## Problem to solve
Return each line, exactly as given, from the one containing "Pick out the plant" through the end of the entries below, and skip the rest.

Region pointing data:
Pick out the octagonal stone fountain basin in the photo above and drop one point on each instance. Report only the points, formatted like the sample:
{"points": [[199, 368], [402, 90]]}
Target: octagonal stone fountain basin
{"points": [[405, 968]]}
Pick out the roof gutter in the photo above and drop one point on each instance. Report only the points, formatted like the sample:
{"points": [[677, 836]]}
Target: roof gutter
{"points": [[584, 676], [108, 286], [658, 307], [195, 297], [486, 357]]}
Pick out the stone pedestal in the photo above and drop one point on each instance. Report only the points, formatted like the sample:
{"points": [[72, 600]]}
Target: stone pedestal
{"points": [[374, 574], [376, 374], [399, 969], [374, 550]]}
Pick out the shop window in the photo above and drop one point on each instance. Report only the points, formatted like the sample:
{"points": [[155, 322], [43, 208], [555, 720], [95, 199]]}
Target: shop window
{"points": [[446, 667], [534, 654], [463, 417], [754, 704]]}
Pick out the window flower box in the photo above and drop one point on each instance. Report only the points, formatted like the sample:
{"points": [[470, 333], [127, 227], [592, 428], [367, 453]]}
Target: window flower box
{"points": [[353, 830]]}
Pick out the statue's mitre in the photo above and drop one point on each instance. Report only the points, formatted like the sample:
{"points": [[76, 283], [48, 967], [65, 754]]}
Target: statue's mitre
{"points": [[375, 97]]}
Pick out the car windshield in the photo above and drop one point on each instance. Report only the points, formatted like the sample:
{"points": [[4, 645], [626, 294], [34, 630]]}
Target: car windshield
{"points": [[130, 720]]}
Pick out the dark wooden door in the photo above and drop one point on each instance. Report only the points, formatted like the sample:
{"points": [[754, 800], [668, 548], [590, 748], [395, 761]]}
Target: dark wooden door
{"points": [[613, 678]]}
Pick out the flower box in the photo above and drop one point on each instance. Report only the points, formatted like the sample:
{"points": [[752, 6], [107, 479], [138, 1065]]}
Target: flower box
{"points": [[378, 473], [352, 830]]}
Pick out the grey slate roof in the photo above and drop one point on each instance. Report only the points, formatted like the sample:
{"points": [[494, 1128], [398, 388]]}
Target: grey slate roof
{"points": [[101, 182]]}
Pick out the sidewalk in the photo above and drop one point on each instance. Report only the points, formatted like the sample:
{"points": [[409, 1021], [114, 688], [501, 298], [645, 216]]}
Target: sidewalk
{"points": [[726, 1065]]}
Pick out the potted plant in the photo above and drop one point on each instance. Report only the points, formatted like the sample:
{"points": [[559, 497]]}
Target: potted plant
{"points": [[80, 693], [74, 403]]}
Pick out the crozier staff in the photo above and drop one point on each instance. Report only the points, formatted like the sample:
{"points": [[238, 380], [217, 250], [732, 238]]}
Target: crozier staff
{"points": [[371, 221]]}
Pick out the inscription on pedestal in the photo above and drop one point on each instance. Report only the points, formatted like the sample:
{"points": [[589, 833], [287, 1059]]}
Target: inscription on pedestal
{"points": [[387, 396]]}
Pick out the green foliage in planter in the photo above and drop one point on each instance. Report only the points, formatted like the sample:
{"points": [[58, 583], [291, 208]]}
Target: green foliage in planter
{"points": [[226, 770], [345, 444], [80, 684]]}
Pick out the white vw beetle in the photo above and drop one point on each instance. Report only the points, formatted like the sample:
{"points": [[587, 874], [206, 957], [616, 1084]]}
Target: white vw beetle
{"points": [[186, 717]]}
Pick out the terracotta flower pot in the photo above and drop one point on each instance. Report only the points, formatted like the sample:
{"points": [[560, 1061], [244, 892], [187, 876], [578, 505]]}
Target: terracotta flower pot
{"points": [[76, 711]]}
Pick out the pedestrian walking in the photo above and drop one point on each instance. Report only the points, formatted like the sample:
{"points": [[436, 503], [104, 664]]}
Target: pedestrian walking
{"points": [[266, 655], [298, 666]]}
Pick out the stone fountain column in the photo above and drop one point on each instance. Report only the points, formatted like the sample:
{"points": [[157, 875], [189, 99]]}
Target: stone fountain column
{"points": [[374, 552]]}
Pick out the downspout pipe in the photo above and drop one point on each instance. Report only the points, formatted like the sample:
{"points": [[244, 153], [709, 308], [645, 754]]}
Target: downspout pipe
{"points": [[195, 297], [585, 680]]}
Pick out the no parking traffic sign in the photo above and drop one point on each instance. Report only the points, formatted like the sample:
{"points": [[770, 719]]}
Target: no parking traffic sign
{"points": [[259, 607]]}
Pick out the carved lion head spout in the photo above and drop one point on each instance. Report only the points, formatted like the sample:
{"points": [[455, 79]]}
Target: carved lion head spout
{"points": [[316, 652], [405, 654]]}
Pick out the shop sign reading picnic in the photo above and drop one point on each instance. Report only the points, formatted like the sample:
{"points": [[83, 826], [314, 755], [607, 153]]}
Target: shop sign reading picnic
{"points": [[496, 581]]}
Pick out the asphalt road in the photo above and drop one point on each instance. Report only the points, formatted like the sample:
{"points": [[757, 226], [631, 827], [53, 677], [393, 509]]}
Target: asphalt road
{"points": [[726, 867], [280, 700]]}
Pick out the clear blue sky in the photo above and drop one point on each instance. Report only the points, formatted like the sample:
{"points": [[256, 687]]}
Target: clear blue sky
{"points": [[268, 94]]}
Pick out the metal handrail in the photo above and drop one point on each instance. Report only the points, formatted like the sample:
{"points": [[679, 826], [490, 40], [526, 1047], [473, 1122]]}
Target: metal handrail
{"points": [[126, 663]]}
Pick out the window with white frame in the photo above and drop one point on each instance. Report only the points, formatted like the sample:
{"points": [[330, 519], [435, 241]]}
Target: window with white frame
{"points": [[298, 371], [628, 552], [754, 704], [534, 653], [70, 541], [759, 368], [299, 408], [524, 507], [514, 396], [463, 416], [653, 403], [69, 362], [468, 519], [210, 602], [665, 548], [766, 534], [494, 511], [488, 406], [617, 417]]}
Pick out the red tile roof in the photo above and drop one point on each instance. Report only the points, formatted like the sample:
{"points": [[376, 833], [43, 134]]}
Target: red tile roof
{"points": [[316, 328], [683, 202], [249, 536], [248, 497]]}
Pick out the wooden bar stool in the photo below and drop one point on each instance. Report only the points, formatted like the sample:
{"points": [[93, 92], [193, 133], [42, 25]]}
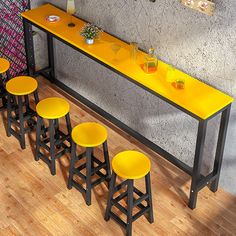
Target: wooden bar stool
{"points": [[4, 77], [89, 135], [52, 109], [130, 165], [19, 111]]}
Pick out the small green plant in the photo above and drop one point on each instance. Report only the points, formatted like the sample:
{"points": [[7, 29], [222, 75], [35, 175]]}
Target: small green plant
{"points": [[90, 31]]}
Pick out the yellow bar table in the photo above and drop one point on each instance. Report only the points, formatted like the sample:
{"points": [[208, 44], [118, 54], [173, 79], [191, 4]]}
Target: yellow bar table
{"points": [[197, 99]]}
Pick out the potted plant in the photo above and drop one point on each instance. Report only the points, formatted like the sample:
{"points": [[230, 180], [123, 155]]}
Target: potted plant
{"points": [[90, 32]]}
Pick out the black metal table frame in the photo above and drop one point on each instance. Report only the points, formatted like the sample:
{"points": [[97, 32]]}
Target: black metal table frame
{"points": [[198, 180]]}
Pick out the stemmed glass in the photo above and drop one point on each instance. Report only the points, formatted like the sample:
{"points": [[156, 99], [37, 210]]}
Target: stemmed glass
{"points": [[115, 48], [71, 10]]}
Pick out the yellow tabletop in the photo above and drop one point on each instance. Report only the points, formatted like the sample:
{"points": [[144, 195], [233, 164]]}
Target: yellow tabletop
{"points": [[197, 97]]}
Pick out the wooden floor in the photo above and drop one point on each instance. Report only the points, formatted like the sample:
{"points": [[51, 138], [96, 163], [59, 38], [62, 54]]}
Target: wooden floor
{"points": [[32, 202]]}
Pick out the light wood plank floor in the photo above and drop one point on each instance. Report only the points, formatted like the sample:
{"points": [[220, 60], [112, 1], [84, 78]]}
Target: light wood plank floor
{"points": [[32, 202]]}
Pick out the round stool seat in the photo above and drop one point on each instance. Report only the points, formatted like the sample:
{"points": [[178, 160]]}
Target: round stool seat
{"points": [[4, 65], [52, 108], [131, 165], [89, 134], [21, 85]]}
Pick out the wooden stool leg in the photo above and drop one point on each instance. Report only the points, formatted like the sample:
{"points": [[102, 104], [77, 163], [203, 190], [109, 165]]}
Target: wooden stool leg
{"points": [[130, 201], [72, 163], [110, 196], [106, 156], [88, 175], [52, 147], [21, 119], [149, 201], [9, 109], [38, 136]]}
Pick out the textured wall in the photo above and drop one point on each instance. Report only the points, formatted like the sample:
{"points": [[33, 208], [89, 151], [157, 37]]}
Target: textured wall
{"points": [[203, 46]]}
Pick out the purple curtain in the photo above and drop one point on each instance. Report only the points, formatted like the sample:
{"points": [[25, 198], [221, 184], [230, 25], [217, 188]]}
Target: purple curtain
{"points": [[12, 35]]}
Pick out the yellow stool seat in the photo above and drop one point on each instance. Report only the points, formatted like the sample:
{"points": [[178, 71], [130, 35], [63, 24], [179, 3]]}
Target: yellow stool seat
{"points": [[21, 85], [4, 65], [131, 165], [52, 108], [89, 134]]}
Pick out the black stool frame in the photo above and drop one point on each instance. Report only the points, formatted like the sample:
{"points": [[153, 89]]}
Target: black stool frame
{"points": [[131, 202], [17, 116], [56, 140], [3, 92], [91, 170]]}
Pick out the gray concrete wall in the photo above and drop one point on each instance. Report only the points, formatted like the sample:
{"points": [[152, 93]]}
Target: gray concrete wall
{"points": [[202, 46]]}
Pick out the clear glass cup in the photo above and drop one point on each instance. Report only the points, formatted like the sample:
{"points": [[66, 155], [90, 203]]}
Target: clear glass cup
{"points": [[170, 74], [179, 83], [133, 51], [71, 10]]}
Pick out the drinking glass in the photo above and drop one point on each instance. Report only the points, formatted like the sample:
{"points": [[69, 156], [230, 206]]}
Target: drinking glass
{"points": [[71, 10], [179, 83], [133, 51], [115, 48], [170, 75]]}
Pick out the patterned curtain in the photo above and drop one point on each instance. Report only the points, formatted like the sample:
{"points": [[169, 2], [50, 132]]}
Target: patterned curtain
{"points": [[12, 35]]}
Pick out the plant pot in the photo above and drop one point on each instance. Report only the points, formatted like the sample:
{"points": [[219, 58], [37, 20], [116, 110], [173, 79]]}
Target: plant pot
{"points": [[89, 41]]}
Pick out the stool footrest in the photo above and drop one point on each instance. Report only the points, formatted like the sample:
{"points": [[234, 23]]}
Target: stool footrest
{"points": [[15, 134], [98, 168], [140, 213], [98, 181], [119, 206], [77, 171], [117, 219], [138, 202], [63, 152], [44, 158], [121, 196], [78, 187], [120, 186]]}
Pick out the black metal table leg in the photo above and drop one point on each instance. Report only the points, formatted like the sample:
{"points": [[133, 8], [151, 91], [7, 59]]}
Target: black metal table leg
{"points": [[220, 148], [88, 175], [130, 200], [9, 111], [52, 147], [149, 201], [197, 163], [106, 156], [21, 119], [36, 97], [38, 138], [51, 57], [72, 163], [29, 47], [110, 196]]}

## Your solution
Pick out the plant pot in the photo above and drop one point on each instance. Report only the points, formatted like the sample:
{"points": [[219, 58], [37, 20], [116, 110], [173, 79]]}
Target: plant pot
{"points": [[89, 41]]}
Pick out the stool footrest in the photo above and drop one point on each instance. Report only the points, formatted like the sample:
{"points": [[234, 23]]}
Target: stool footrest
{"points": [[15, 134], [98, 168], [140, 213], [98, 181], [119, 206], [77, 171], [117, 219], [138, 202], [63, 152], [44, 158], [121, 196], [78, 187], [120, 186]]}
Pick out the black metal table leg in the photo above and drop one point on each instance. Report only the points, formatted like the sample:
{"points": [[133, 8], [151, 91], [7, 59]]}
Target: black metal table leg
{"points": [[220, 148], [88, 175], [130, 200], [9, 111], [52, 147], [149, 201], [197, 163], [106, 156], [21, 119], [36, 97], [38, 138], [51, 57], [72, 163], [29, 47], [110, 196]]}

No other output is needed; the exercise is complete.